DOCUMENT EXTRACT:
Segment Open

Fall fever has got a hold on me. Autumn’s first official day started this Monday. Pasadena is still lovely with its sticky and humid weather, but the morning is faintly colder. On my usual Trader Joe’s trek that Monday, a Sweet Pumpkin had found its way into my cart. A mini mountain of petite-sized sweet pumpkins at TJ’s was made to look even more adorable with the store’s little adage: Cut Sweet Pumpkins and bake, add cinnamon and brown sugar for a sweet treat. Their cuteness alone, was enough to sell me on a dozens of Sweet Pumpkins. But now, they were promising a delicious and festive dessert? I must have one, I thought. And at $1.99 a pop, who could resist?
It turns out too, that pumpkins–all breeds from the squash family–offer major nutrients for your hair. Instyle’s fall fashion issue even offered the tip that snacking an ounce of pumpkin seeds three times a week helps prevent hair loss. Hereditary, yes, but thin, fragile follicles are also a result of excessive levels of DHT (dihydrotestosterone) – a metabolic testosterone that normally helps teenage boys become men. Ingredients in pumpkins help break down DHT levels in the liver, helping to keep your mane thick and shiny. Here’s what one article said:
“Pumpkin seeds help to block DHT, which is responsible for genetic hair loss. This common seed is loaded with zinc and magnesium that have the ability to block enzymes, which yield DHT causing damage to follicles and result in hair loss.”

Segment Closed

DATASET ENTRIES:
Segment Open

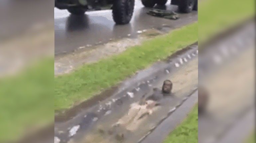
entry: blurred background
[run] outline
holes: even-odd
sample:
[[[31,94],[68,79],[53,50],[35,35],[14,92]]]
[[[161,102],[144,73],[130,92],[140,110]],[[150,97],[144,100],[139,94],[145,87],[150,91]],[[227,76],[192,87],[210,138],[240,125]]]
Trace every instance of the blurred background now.
[[[255,1],[198,2],[198,142],[255,142]],[[0,1],[1,143],[53,142],[54,19],[53,0]]]
[[[199,3],[199,143],[255,142],[254,3]]]
[[[53,134],[54,8],[52,0],[0,1],[0,143]]]

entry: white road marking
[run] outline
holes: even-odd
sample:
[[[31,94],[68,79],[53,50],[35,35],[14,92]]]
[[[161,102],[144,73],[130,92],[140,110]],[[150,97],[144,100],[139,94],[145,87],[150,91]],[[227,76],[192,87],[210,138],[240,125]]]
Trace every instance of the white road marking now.
[[[111,112],[112,111],[111,111],[111,110],[108,110],[106,112],[106,113],[104,115],[104,116],[107,115],[108,115],[111,113]]]
[[[170,111],[169,111],[169,113],[172,112],[176,110],[176,107],[174,107],[172,108],[171,110],[170,110]]]
[[[98,120],[98,118],[97,117],[94,117],[93,119],[92,119],[92,121],[93,122],[96,122],[97,121],[97,120]]]
[[[54,143],[59,143],[61,142],[61,140],[57,136],[54,137]]]
[[[80,125],[77,125],[73,126],[69,130],[69,137],[73,136],[76,133],[76,132],[80,127]]]
[[[127,94],[130,96],[130,97],[132,98],[134,97],[134,94],[133,92],[127,92]]]
[[[183,61],[182,60],[182,59],[181,58],[180,59],[180,62],[181,63],[181,64],[183,64]]]
[[[135,89],[136,90],[136,91],[138,91],[140,89],[140,88],[139,87],[138,88],[136,88],[136,89]]]

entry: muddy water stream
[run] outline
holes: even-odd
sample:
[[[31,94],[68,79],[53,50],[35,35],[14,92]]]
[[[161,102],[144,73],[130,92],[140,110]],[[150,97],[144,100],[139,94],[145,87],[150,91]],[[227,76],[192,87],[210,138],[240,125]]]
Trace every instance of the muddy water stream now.
[[[123,126],[117,130],[113,131],[112,125],[119,119],[127,114],[131,103],[126,104],[119,108],[113,108],[111,112],[106,112],[106,115],[97,120],[94,125],[90,129],[81,129],[76,135],[75,137],[69,141],[69,143],[115,143],[136,142],[151,129],[157,126],[159,122],[169,113],[170,110],[180,104],[184,98],[191,94],[197,87],[198,61],[195,59],[171,74],[162,76],[161,80],[152,85],[149,84],[147,88],[150,91],[146,93],[146,96],[153,93],[153,89],[161,89],[163,81],[166,79],[171,80],[173,83],[173,95],[165,97],[161,102],[161,105],[155,108],[152,113],[139,120],[133,121],[127,126]],[[141,86],[143,87],[143,85]],[[143,87],[141,87],[143,89]],[[144,87],[144,88],[146,88]],[[136,98],[136,97],[135,97]],[[137,101],[139,100],[137,100]],[[96,120],[96,118],[95,118]],[[127,128],[133,128],[130,130]],[[123,134],[121,138],[118,138],[119,135]]]

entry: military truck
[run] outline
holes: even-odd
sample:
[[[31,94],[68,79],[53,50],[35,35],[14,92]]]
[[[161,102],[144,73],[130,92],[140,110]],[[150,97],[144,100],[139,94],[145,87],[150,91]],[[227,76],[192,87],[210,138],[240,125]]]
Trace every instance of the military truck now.
[[[86,11],[112,9],[117,24],[130,22],[132,17],[135,0],[55,0],[55,7],[66,9],[71,14],[81,15]]]
[[[168,0],[141,0],[145,7],[153,8],[156,4],[165,5]],[[171,4],[179,6],[180,11],[183,13],[189,13],[192,10],[197,10],[197,0],[171,0]]]

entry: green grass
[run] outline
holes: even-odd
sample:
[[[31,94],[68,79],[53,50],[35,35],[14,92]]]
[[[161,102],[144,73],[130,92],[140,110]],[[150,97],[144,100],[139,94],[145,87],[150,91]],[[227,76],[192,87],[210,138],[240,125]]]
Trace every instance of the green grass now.
[[[254,0],[205,0],[198,3],[199,42],[255,15]]]
[[[163,143],[197,143],[198,105],[187,117],[166,138]]]
[[[88,99],[197,41],[196,22],[148,40],[118,55],[58,76],[55,82],[55,108],[66,109]]]
[[[0,142],[54,121],[53,58],[0,79]]]
[[[253,131],[251,134],[250,135],[250,136],[248,137],[248,138],[244,142],[245,143],[255,143],[256,142],[256,139],[255,138],[255,131]]]

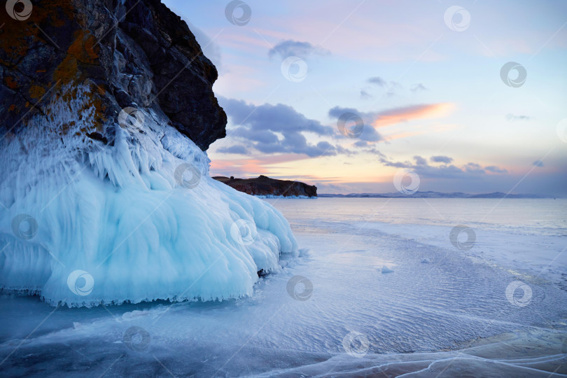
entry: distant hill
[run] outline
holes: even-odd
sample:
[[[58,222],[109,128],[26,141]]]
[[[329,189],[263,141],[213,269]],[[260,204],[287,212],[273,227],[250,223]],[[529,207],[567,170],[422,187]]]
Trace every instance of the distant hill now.
[[[547,196],[529,194],[509,194],[502,192],[492,193],[469,194],[461,192],[451,193],[442,193],[440,192],[416,192],[412,195],[405,195],[399,192],[391,193],[351,193],[342,194],[320,194],[321,197],[338,197],[344,198],[550,198]]]
[[[300,181],[277,180],[260,175],[255,178],[234,178],[217,176],[215,180],[249,195],[265,197],[316,197],[317,187]]]

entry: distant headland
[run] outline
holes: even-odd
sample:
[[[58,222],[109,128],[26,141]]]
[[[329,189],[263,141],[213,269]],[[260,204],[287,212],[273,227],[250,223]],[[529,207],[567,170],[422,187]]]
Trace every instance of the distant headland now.
[[[215,180],[224,183],[237,190],[265,197],[316,198],[317,187],[300,181],[277,180],[260,175],[255,178],[234,178],[217,176]]]

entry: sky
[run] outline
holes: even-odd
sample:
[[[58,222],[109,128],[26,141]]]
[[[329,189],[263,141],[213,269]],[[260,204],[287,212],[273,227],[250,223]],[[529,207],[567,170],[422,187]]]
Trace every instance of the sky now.
[[[163,2],[219,72],[212,176],[567,197],[567,1]]]

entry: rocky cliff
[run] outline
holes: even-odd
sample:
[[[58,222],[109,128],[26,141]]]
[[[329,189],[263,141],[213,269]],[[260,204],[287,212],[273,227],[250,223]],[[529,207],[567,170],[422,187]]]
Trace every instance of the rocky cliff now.
[[[0,25],[2,135],[48,115],[50,99],[78,84],[96,117],[77,138],[111,144],[105,125],[121,111],[135,125],[140,108],[164,113],[202,150],[225,135],[216,69],[159,0],[8,0]]]
[[[253,195],[283,197],[317,197],[317,187],[300,181],[276,180],[265,176],[256,178],[234,178],[218,176],[215,180],[224,183],[239,192]]]
[[[226,115],[178,16],[158,0],[5,4],[0,291],[223,300],[297,255],[277,210],[210,177],[204,150]]]

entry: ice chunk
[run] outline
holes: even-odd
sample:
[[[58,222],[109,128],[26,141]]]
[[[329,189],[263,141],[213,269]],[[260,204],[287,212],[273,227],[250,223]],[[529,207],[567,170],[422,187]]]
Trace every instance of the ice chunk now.
[[[222,300],[298,253],[279,211],[211,178],[162,116],[112,120],[113,146],[86,137],[81,90],[0,142],[0,287],[69,306]]]

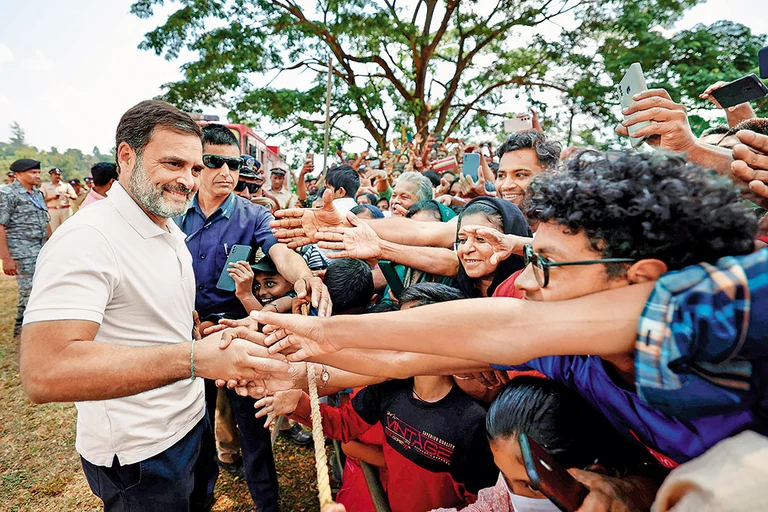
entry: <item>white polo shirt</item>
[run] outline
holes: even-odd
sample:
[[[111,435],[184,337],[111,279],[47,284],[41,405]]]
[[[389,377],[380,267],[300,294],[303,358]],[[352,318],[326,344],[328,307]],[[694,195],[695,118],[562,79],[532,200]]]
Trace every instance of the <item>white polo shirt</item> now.
[[[24,324],[89,320],[99,324],[95,343],[136,347],[192,339],[192,256],[184,233],[174,222],[167,227],[115,182],[105,200],[68,220],[40,251]],[[133,464],[163,452],[205,413],[202,379],[75,405],[77,451],[107,467],[115,455]]]

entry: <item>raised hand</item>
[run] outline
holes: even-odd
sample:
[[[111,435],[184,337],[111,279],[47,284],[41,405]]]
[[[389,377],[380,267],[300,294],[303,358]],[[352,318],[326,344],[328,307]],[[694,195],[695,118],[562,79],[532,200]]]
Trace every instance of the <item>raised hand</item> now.
[[[736,136],[742,143],[733,147],[731,170],[752,192],[768,200],[768,136],[749,130]]]
[[[270,223],[275,238],[291,249],[315,243],[315,235],[323,227],[342,226],[344,216],[333,206],[333,194],[323,192],[322,208],[291,208],[275,212]]]
[[[252,311],[251,316],[267,325],[264,342],[269,353],[296,350],[288,354],[288,361],[304,361],[307,358],[332,354],[339,350],[325,335],[323,320],[299,315],[278,315]]]
[[[264,428],[269,428],[278,416],[293,414],[303,394],[304,392],[300,389],[291,389],[289,391],[278,391],[272,396],[265,396],[253,404],[258,409],[256,417],[263,418],[266,416],[267,421],[264,423]]]
[[[636,94],[633,99],[634,103],[622,112],[627,117],[616,128],[616,133],[628,137],[628,127],[650,121],[649,126],[637,130],[632,136],[648,137],[651,146],[675,153],[687,153],[696,146],[697,139],[688,124],[685,106],[672,101],[667,91],[649,89]]]
[[[493,248],[492,265],[498,265],[499,262],[506,260],[513,254],[522,255],[525,244],[531,243],[530,238],[505,235],[497,229],[484,226],[462,226],[461,229],[473,235],[478,241],[484,240],[490,244]]]
[[[351,228],[322,228],[317,234],[317,246],[330,249],[329,258],[354,258],[358,260],[381,259],[381,239],[376,232],[354,213],[347,214]]]

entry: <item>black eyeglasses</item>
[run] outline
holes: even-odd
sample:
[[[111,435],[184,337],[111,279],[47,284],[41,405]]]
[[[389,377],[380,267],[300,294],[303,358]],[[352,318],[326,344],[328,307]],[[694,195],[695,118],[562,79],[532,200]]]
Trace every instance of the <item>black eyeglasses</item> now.
[[[257,190],[259,190],[259,188],[261,188],[261,185],[259,185],[258,183],[246,183],[244,181],[238,181],[237,185],[235,185],[235,192],[242,192],[246,188],[248,189],[248,192],[253,194]]]
[[[243,160],[240,158],[224,158],[219,155],[203,155],[203,165],[209,169],[221,169],[227,164],[227,167],[233,171],[239,171],[240,166],[243,165]]]
[[[533,246],[528,244],[523,248],[523,262],[527,267],[533,264],[533,275],[536,276],[536,282],[539,286],[546,288],[549,284],[550,267],[567,267],[571,265],[602,265],[605,263],[634,263],[637,260],[632,258],[605,258],[602,260],[584,260],[584,261],[549,261],[540,254],[533,252]]]

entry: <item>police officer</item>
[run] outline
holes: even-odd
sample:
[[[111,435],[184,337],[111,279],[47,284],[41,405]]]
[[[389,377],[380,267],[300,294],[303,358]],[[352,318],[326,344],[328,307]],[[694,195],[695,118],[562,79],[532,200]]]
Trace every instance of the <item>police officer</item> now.
[[[11,164],[16,181],[0,190],[0,259],[3,272],[16,276],[19,305],[14,337],[21,332],[37,254],[51,234],[50,216],[40,185],[40,162],[22,158]]]

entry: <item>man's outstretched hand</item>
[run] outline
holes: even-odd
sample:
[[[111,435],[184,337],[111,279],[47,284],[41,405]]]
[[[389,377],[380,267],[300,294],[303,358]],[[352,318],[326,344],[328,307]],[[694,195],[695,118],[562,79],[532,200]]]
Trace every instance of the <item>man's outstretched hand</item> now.
[[[317,232],[323,227],[343,226],[344,216],[333,206],[333,194],[323,192],[322,208],[290,208],[275,212],[277,220],[270,224],[275,238],[291,249],[317,242]]]
[[[288,361],[304,361],[340,350],[326,336],[320,318],[261,311],[253,311],[251,316],[267,326],[264,343],[269,347],[269,353],[284,353]]]
[[[733,174],[764,200],[761,206],[768,207],[768,136],[749,130],[736,136],[741,144],[733,147]]]
[[[381,239],[379,235],[352,212],[347,214],[347,220],[352,227],[321,228],[317,234],[319,240],[317,246],[321,249],[337,251],[328,254],[331,259],[380,260]]]

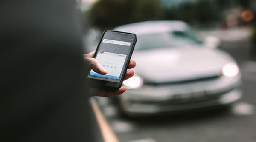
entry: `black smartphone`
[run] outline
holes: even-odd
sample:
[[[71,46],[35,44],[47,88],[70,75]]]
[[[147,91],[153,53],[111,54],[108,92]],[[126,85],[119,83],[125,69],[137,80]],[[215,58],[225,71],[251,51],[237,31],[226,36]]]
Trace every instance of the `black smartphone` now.
[[[90,69],[87,77],[93,86],[112,91],[121,87],[137,41],[134,34],[104,31],[94,57],[108,73],[102,75]]]

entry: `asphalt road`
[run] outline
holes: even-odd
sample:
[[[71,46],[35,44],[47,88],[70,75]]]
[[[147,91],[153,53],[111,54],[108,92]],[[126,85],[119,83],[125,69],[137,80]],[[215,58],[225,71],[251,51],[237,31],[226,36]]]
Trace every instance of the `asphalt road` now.
[[[113,98],[97,100],[120,142],[256,142],[256,60],[250,47],[248,40],[221,44],[238,62],[242,76],[244,96],[230,107],[134,119],[120,115]]]

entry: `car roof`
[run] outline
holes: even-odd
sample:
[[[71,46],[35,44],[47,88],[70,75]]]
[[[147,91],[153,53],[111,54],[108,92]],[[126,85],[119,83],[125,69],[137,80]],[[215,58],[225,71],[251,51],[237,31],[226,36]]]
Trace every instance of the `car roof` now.
[[[151,21],[135,23],[118,26],[115,30],[137,34],[156,34],[172,31],[185,31],[189,27],[181,21]]]

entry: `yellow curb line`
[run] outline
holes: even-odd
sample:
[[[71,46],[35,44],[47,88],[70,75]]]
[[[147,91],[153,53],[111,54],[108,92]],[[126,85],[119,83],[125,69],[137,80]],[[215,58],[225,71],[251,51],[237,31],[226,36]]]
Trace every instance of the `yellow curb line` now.
[[[102,134],[105,142],[119,142],[117,137],[108,123],[102,114],[95,99],[90,99],[90,102],[95,114],[98,124],[100,127]]]

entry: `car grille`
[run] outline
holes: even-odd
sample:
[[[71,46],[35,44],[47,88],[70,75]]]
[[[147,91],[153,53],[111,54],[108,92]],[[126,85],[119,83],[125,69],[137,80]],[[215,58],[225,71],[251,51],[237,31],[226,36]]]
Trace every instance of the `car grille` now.
[[[191,79],[188,79],[186,80],[181,80],[176,81],[171,81],[169,82],[154,82],[148,81],[145,80],[144,82],[144,84],[146,85],[175,85],[179,84],[186,84],[190,83],[193,82],[198,82],[201,81],[208,81],[212,80],[215,80],[218,79],[220,77],[219,75],[213,75],[212,76],[207,76],[203,77],[200,77],[197,78],[193,78]]]

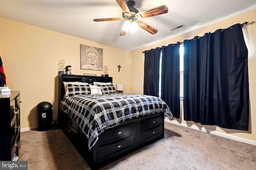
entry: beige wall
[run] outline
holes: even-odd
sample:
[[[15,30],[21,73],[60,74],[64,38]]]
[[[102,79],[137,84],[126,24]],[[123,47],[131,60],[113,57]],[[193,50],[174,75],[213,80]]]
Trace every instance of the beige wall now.
[[[22,128],[36,126],[36,106],[41,102],[53,104],[53,118],[56,119],[60,60],[66,61],[65,66],[70,65],[75,74],[104,74],[80,69],[80,44],[103,49],[103,65],[108,66],[113,84],[124,84],[124,92],[130,92],[130,51],[1,18],[0,37],[7,86],[21,94]]]
[[[254,21],[254,23],[248,24],[243,28],[249,51],[248,72],[250,104],[249,130],[247,131],[228,129],[216,126],[203,125],[200,123],[195,123],[191,121],[185,121],[184,120],[183,113],[181,114],[180,119],[176,119],[174,121],[256,141],[256,124],[255,123],[256,122],[256,105],[254,104],[256,103],[256,88],[255,88],[256,86],[256,9],[255,9],[132,51],[131,92],[140,94],[143,93],[144,55],[142,53],[142,51],[163,45],[167,46],[170,44],[176,43],[178,41],[183,42],[184,39],[191,39],[197,35],[202,36],[204,33],[213,32],[216,29],[226,28],[237,23],[242,23],[246,21],[249,23]],[[170,32],[170,35],[171,33],[172,32]],[[138,73],[141,74],[138,74]]]

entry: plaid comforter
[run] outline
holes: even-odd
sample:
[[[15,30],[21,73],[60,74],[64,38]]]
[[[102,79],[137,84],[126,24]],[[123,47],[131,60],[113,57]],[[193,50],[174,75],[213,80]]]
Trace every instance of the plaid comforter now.
[[[76,95],[65,97],[60,108],[82,128],[90,149],[105,129],[126,119],[164,111],[172,120],[168,106],[160,98],[150,96],[114,93],[103,95]]]

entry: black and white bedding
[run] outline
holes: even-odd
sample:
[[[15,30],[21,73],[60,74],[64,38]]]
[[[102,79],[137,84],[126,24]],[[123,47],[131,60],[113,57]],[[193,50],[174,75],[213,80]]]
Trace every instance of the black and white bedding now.
[[[160,112],[173,119],[168,106],[162,99],[143,95],[114,93],[66,96],[60,107],[81,128],[89,139],[89,149],[99,135],[125,120]]]

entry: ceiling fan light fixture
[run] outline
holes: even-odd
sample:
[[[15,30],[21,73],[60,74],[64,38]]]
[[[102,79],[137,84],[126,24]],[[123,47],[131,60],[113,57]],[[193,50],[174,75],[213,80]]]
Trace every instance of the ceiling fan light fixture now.
[[[131,25],[131,21],[129,20],[126,20],[124,23],[122,29],[125,31],[129,32]]]
[[[129,20],[126,21],[122,29],[126,32],[133,33],[136,31],[139,28],[139,25],[135,21],[131,22]]]

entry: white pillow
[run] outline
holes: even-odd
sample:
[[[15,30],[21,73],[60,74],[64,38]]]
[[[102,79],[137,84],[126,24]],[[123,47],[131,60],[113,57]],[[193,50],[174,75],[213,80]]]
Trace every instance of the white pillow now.
[[[88,85],[89,84],[87,83],[85,83],[83,82],[63,82],[63,84],[64,85],[64,89],[65,89],[65,96],[68,96],[68,84],[75,84],[75,85]]]
[[[104,83],[102,82],[93,82],[93,85],[110,85],[110,84],[112,84],[112,83],[111,83],[111,82],[108,82],[107,83]]]
[[[102,94],[101,88],[99,86],[89,85],[91,94]]]

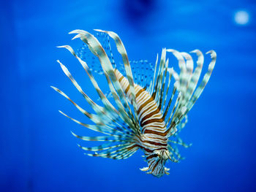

Segment Closed

WORK ORDER 1: Rewrite the pumpkin article between "Fall fever has" and "who could resist?", inclusive, changing "cinnamon" to "nutmeg".
WORK ORDER 2: According to the pumpkin article, how much did each Sweet Pumpkin cost at Trader Joe’s?
WORK ORDER 3: According to the pumpkin article, how do pumpkin seeds help prevent hair loss?
Answer using only the pumpkin article.

ANSWER 1:
Fall fever has got a hold on me. Autumn’s first official day started this Monday. Pasadena is still lovely with its sticky and humid weather, but the morning is faintly colder. On my usual Trader Joe’s trek that Monday, a Sweet Pumpkin had found its way into my cart. A mini mountain of petite-sized sweet pumpkins at TJ’s was made to look even more adorable with the store’s little adage: Cut Sweet Pumpkins and bake, add nutmeg and brown sugar for a sweet treat. Their cuteness alone, was enough to sell me on a dozens of Sweet Pumpkins. But now, they were promising a delicious and festive dessert? I must have one, I thought. And at $1.99 a pop, who could resist?

ANSWER 2: Each one cost $1.99.

ANSWER 3: Pumpkin seeds are loaded with zinc and magnesium, which can block the enzymes that yield DHT. Excessive DHT damages follicles and results in hair loss, so blocking it helps keep hair thick and shiny.